> _Set exercise_
Put every line of the material below into a JSON list of strings, one string per line, and leave out any blank lines.

> _Provided data_
>>>>>

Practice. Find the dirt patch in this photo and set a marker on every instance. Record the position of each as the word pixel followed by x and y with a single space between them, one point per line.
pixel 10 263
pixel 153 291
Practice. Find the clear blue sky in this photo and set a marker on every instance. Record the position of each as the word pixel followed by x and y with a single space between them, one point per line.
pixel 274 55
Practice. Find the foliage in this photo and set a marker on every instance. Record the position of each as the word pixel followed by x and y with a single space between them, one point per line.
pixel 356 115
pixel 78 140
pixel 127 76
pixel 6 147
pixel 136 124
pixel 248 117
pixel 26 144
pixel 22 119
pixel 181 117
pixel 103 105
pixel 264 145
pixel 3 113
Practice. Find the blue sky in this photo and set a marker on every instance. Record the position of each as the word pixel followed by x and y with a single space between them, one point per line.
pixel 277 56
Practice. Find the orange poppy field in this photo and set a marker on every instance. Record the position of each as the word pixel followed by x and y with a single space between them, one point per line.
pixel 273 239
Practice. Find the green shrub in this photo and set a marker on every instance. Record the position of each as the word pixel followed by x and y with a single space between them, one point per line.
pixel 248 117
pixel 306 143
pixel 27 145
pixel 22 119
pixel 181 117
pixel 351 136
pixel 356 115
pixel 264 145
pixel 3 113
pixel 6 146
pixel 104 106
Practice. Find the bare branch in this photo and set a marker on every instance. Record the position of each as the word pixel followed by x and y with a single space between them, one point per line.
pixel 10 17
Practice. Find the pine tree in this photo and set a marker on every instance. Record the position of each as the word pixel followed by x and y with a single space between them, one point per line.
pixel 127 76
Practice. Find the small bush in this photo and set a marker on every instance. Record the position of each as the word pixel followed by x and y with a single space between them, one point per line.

<<<<<

> _Full solution_
[
  "Practice. Find the dirt patch in this photo and set a marker on every instance. Record the position of each as the word pixel followed by x and y with a single space between them, one point per line.",
  "pixel 10 263",
  "pixel 153 291",
  "Practice. Find the clear blue sky in this photo and set a marker on every instance. Record the position of each as the word pixel followed by x and y with a single space between them, one point per line.",
  "pixel 274 55",
  "Practice. Find the foliage in this photo and set a marker on every instance. Record the position of each as the word pixel followed by x and y with a single space between them, one point per line.",
  "pixel 356 115",
  "pixel 78 140",
  "pixel 127 76",
  "pixel 6 147",
  "pixel 136 124",
  "pixel 248 117",
  "pixel 26 144",
  "pixel 22 119",
  "pixel 181 117",
  "pixel 103 105",
  "pixel 264 145",
  "pixel 3 113",
  "Practice. Find the blue sky in this photo and set a marker on every instance. Record the position of each as the word pixel followed by x and y with a single space between them, one point per line.",
  "pixel 277 56",
  "Practice. Find the orange poppy field in this photo and set a marker on every instance. Record the position of each as the word pixel followed by x and y with a single space between them, one point per line.",
  "pixel 273 239",
  "Practice. Find the green shrub in this photo and set a marker on every instance. Record the position of each as the word pixel followed by x and y with a single space between them, one point per line.",
  "pixel 248 117",
  "pixel 306 143",
  "pixel 27 145",
  "pixel 22 119",
  "pixel 181 117",
  "pixel 351 136",
  "pixel 356 115",
  "pixel 264 145",
  "pixel 3 113",
  "pixel 6 146",
  "pixel 104 106",
  "Practice. Find the bare branch in this photo and set a marker on every instance. Record the position of each as the word pixel followed by x and y with a single space between them, one point per line.",
  "pixel 10 17",
  "Practice. Find the pine tree in this photo and set a marker on every instance. Record the position of each as the word pixel followed by x and y with a single space between them, one point per line.",
  "pixel 127 76",
  "Practice. Find the small bush in this photo and set a marker on every instance. Record the position of each as the word pixel followed by x and y with a single space between them, one point per line."
]